Answer with a number only, giving how many lines in the data below include "fence".

========================================

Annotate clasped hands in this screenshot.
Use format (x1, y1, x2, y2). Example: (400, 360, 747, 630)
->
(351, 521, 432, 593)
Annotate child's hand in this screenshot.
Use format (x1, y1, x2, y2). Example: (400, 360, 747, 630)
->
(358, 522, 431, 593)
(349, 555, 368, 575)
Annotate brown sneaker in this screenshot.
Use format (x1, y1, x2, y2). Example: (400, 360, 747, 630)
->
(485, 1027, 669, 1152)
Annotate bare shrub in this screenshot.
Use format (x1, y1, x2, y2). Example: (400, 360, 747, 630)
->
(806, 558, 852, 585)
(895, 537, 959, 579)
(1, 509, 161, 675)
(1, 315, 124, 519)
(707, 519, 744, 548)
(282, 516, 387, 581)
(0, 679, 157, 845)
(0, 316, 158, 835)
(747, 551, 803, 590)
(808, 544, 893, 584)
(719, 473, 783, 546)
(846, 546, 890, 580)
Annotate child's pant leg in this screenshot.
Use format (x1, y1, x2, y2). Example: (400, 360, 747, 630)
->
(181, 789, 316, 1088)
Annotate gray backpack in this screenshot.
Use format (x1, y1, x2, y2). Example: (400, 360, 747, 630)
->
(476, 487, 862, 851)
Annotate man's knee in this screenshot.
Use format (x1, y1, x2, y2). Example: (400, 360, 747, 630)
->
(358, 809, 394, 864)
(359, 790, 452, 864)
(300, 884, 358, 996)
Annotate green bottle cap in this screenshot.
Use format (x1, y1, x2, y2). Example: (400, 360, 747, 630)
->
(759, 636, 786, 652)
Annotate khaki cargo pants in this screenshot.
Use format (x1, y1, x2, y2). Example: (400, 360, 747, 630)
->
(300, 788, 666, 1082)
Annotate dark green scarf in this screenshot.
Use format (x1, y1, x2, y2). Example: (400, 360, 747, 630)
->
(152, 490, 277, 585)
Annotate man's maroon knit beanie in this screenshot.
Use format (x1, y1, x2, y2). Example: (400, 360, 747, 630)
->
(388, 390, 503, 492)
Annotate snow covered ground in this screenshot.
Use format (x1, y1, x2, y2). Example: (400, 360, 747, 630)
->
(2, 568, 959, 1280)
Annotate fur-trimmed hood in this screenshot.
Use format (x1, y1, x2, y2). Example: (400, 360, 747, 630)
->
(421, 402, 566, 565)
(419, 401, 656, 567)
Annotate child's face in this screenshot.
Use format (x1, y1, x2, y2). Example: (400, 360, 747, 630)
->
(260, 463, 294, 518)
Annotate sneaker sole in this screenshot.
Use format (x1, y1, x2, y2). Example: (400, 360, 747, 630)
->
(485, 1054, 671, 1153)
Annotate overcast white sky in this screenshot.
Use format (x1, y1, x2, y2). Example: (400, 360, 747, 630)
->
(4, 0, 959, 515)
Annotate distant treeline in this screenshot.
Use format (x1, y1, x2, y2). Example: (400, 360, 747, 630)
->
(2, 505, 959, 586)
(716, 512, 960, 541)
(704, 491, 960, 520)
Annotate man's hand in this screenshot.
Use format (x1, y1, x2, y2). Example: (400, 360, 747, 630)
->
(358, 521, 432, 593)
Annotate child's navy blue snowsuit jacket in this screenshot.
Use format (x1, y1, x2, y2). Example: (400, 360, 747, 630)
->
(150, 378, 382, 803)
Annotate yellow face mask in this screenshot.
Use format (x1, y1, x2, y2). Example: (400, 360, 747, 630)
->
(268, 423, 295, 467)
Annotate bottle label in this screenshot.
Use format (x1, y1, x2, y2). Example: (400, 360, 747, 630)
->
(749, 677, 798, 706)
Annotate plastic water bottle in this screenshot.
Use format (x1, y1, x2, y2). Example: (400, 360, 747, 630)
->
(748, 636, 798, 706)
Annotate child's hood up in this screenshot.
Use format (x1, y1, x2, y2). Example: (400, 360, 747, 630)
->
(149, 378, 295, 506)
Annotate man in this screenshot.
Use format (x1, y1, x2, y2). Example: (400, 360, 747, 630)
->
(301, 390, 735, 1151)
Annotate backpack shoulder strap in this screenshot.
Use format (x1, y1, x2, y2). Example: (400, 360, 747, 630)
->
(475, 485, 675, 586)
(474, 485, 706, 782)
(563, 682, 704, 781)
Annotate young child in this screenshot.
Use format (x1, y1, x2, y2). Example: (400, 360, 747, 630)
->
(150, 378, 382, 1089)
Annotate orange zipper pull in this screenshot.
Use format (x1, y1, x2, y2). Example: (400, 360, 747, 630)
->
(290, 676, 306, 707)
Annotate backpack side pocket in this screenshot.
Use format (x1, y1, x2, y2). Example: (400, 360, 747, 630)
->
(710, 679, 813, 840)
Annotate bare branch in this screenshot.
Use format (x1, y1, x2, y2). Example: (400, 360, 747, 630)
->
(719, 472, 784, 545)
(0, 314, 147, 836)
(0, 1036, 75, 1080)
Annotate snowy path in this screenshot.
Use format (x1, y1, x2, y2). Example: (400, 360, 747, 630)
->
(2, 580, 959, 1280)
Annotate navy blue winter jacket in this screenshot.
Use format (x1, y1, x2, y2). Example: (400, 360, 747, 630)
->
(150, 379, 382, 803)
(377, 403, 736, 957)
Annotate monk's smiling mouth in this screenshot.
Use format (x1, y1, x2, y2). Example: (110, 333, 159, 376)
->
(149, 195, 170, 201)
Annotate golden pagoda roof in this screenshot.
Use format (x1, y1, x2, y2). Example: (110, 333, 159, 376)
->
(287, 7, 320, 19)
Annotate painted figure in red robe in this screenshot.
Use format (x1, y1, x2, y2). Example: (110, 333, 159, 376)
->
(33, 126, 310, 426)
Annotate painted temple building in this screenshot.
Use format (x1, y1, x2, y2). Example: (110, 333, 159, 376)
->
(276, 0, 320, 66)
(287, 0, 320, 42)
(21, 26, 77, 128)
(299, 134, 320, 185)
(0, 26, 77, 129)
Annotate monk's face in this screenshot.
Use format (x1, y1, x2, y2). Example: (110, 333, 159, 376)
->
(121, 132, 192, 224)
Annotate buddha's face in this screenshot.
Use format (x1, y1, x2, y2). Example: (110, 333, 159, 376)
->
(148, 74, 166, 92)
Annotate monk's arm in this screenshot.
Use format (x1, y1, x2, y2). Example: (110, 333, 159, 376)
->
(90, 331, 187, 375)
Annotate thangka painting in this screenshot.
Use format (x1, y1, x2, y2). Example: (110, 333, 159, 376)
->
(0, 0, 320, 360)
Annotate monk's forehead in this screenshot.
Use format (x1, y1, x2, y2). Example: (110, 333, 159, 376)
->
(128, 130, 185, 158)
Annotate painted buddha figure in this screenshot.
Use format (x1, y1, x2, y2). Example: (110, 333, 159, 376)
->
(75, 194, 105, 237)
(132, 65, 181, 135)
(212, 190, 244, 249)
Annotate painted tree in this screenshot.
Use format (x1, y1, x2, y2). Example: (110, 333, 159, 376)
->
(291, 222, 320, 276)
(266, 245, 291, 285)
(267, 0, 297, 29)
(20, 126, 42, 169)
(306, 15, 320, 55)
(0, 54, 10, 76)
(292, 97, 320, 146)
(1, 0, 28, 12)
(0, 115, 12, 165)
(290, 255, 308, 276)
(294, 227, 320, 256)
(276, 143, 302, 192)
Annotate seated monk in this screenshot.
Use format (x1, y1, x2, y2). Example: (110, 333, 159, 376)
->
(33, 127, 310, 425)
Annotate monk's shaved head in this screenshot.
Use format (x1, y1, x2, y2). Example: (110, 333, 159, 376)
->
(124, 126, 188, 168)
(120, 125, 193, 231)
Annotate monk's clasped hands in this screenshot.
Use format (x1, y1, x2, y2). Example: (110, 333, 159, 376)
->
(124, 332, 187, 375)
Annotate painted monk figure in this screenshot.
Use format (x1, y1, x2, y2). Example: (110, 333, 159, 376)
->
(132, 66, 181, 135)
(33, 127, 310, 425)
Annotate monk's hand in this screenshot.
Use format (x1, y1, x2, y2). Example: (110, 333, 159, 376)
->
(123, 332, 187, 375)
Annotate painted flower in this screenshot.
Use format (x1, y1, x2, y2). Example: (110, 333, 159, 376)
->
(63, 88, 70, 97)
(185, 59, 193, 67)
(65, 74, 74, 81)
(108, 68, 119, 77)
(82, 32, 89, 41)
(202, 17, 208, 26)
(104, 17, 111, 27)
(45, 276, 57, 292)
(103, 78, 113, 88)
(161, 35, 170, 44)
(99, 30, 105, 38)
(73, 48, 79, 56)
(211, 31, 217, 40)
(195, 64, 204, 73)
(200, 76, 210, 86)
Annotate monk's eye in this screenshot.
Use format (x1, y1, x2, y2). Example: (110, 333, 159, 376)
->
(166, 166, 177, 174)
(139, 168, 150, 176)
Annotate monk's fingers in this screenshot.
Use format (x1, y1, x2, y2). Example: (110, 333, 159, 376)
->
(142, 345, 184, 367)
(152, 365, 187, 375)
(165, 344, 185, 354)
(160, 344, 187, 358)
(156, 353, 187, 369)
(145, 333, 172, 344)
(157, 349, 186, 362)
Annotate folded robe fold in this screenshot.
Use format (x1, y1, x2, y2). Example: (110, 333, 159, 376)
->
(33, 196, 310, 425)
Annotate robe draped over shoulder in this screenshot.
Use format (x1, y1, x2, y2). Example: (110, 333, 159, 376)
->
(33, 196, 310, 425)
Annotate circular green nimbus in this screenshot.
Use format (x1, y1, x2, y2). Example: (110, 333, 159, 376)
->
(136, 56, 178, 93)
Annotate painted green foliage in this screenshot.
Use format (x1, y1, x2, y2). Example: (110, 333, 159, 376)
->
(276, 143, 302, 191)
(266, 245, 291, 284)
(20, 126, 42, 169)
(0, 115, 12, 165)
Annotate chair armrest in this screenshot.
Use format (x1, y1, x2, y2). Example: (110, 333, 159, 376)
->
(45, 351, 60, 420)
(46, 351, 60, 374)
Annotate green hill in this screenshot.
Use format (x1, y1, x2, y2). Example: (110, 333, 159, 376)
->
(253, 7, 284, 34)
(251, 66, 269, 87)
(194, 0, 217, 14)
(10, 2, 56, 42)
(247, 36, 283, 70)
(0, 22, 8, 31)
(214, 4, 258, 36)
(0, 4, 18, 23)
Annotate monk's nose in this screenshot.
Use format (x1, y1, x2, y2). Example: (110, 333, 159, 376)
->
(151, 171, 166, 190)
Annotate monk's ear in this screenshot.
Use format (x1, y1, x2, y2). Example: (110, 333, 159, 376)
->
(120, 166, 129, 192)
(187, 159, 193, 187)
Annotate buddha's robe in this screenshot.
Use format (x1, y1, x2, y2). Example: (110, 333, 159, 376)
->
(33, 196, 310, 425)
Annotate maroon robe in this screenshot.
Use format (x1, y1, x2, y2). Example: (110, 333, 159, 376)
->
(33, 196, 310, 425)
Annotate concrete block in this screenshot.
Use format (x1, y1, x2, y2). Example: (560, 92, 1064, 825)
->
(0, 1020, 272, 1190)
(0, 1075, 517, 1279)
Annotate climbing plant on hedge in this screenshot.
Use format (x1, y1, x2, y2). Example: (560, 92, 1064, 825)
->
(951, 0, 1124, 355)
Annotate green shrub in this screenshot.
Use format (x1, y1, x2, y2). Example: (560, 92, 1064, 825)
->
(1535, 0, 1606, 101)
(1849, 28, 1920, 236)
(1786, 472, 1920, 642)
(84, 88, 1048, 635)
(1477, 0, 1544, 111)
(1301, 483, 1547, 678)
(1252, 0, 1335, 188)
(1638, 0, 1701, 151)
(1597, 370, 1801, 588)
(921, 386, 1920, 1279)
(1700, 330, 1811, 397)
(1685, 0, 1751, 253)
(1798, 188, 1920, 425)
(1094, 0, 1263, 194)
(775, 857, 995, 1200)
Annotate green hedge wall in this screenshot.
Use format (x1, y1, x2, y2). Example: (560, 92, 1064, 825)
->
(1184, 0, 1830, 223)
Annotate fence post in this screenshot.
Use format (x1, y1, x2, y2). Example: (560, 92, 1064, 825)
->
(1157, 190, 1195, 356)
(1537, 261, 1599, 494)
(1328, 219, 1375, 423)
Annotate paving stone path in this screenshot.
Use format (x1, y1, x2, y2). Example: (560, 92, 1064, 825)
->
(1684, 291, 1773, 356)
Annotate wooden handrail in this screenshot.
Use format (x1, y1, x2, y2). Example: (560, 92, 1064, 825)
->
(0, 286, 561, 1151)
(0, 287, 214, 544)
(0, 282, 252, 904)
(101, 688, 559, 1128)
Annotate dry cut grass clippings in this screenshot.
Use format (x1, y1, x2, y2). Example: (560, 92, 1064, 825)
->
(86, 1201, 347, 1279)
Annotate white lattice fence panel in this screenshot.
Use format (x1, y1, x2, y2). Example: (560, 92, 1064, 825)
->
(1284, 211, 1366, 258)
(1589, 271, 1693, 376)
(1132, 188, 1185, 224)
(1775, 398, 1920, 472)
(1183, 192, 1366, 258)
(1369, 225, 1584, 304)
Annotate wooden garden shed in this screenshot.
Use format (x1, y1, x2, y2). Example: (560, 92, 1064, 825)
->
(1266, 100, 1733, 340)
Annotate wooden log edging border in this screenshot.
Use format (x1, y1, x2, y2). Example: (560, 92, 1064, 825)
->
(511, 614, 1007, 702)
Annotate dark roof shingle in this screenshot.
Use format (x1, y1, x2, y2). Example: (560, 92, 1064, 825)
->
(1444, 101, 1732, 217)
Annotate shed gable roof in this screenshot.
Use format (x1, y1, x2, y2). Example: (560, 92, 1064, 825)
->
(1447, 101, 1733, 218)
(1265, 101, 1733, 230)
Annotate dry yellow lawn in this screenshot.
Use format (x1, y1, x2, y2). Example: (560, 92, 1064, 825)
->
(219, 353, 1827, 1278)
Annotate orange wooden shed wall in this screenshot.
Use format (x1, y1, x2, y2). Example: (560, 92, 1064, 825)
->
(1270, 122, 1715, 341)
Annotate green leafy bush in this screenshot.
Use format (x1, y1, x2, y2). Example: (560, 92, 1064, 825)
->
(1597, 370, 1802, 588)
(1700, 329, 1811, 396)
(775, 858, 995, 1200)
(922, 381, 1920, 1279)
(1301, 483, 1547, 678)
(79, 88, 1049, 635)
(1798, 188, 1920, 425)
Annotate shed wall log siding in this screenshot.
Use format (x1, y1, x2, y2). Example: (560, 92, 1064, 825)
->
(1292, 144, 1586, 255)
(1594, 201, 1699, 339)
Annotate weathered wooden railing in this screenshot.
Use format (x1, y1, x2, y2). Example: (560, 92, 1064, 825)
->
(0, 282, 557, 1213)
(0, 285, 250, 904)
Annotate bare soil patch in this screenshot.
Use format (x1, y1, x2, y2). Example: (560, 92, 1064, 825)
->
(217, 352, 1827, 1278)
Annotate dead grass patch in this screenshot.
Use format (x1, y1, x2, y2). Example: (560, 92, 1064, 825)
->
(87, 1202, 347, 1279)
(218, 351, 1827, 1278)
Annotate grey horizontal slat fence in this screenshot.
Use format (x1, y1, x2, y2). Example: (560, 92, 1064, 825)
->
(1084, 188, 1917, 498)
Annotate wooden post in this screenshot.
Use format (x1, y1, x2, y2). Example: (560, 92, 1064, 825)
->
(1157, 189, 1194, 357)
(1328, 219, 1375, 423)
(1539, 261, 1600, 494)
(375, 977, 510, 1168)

========================================

THE ANSWER >>
3